- **Data for processing**:
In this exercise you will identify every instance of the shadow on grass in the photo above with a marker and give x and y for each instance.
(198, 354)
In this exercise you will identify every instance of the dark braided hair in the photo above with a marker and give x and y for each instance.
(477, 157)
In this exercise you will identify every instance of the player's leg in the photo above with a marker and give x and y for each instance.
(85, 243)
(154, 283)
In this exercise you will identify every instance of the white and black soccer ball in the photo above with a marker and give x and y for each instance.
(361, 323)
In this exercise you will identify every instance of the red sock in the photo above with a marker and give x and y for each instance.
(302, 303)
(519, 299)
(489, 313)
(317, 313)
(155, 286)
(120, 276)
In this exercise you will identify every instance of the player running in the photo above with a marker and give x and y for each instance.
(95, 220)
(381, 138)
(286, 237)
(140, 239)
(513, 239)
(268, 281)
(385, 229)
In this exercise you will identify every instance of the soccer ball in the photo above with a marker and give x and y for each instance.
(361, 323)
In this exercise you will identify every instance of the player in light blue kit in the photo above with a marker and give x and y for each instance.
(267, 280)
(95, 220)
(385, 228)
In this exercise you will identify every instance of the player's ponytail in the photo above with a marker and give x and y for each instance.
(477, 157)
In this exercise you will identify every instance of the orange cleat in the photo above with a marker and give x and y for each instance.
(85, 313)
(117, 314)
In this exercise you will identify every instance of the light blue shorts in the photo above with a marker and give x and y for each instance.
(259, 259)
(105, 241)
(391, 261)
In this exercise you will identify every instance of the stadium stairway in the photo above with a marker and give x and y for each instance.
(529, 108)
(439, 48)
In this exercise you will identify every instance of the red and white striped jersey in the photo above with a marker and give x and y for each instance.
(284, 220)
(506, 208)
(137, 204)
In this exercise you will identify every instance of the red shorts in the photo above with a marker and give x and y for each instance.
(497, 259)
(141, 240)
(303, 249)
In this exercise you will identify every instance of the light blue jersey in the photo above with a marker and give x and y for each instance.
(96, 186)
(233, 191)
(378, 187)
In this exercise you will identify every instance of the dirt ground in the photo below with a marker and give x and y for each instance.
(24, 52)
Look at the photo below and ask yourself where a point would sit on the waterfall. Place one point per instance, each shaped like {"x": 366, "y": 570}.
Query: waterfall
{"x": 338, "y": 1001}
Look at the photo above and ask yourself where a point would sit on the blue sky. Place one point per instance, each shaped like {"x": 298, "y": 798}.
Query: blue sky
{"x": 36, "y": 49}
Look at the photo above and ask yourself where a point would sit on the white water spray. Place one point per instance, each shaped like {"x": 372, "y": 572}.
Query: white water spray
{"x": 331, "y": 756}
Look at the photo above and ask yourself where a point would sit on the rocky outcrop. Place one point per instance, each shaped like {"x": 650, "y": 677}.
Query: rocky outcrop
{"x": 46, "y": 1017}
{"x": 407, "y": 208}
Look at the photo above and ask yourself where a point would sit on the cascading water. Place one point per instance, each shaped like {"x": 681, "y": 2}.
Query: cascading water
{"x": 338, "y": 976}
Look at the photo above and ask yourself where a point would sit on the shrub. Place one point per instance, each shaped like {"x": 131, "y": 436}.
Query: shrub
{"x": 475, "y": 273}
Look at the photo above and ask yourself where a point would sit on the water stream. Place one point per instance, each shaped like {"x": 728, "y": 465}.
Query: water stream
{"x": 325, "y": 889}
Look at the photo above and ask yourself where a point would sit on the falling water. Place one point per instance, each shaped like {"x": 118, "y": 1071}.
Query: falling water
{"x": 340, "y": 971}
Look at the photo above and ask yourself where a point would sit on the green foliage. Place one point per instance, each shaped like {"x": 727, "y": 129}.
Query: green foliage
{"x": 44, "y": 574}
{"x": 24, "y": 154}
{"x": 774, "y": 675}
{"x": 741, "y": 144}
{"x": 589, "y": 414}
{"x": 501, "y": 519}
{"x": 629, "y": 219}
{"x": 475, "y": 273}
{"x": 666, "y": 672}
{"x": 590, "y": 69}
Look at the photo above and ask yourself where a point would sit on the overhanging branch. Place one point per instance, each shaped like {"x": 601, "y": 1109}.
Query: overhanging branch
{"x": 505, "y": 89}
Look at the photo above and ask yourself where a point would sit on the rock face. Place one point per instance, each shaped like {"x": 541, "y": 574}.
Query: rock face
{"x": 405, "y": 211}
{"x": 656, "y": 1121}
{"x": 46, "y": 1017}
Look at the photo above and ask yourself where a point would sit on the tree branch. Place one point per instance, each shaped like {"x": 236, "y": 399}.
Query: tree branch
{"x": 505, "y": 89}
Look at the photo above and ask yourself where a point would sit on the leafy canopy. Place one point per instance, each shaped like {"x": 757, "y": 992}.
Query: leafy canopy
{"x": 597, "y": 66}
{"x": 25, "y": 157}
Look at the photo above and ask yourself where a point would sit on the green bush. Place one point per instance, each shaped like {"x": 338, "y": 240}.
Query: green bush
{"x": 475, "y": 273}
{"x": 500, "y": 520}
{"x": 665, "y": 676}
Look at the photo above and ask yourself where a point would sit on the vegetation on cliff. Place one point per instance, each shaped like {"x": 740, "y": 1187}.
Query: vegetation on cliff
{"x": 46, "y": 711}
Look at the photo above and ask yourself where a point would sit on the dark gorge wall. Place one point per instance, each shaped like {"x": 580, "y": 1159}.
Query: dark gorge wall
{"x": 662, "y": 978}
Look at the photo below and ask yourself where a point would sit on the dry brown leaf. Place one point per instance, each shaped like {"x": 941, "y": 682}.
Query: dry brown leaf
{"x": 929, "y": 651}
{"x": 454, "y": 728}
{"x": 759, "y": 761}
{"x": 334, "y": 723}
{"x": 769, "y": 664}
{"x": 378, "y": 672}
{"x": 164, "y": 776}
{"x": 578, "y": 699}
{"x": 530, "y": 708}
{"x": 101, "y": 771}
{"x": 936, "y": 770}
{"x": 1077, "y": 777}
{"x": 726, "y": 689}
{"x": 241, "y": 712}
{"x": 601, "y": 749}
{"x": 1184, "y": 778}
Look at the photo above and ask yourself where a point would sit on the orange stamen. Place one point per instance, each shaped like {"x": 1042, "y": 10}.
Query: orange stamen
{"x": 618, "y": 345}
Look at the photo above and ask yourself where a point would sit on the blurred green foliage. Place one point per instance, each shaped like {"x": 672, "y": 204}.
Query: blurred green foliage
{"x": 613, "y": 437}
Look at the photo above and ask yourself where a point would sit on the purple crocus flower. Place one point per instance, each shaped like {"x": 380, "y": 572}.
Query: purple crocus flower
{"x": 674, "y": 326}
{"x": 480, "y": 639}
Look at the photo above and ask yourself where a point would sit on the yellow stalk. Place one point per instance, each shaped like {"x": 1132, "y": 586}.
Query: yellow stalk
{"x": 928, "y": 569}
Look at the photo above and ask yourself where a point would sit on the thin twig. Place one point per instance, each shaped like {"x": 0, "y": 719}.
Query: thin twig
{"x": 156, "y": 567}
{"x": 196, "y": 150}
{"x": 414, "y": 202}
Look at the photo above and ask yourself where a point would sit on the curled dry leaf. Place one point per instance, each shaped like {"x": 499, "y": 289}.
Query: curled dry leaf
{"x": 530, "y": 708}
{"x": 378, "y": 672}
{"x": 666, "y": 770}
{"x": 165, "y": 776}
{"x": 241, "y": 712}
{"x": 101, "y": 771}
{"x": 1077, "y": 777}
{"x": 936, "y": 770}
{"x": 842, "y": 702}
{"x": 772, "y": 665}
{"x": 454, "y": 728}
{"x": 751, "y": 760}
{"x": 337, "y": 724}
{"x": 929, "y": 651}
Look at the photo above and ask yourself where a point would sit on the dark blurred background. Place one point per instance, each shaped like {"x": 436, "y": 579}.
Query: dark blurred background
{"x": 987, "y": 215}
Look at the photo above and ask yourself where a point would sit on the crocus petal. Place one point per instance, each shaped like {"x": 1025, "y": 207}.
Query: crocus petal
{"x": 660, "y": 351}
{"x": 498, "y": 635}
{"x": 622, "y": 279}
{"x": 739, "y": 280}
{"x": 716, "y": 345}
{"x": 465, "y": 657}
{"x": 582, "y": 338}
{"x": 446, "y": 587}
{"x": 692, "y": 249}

- **Work order**: Would you reproduce, word for word, the lines from the one holding "on the crocus" through the final line of the entries, both included?

- **Answer to the exercise**:
Look at the photo above and ask yourself where a point would sit on the crocus petal. Place one point per instance, each shaped like {"x": 1025, "y": 207}.
Query: crocus petal
{"x": 660, "y": 351}
{"x": 498, "y": 635}
{"x": 622, "y": 279}
{"x": 739, "y": 280}
{"x": 716, "y": 345}
{"x": 465, "y": 657}
{"x": 582, "y": 338}
{"x": 446, "y": 587}
{"x": 692, "y": 249}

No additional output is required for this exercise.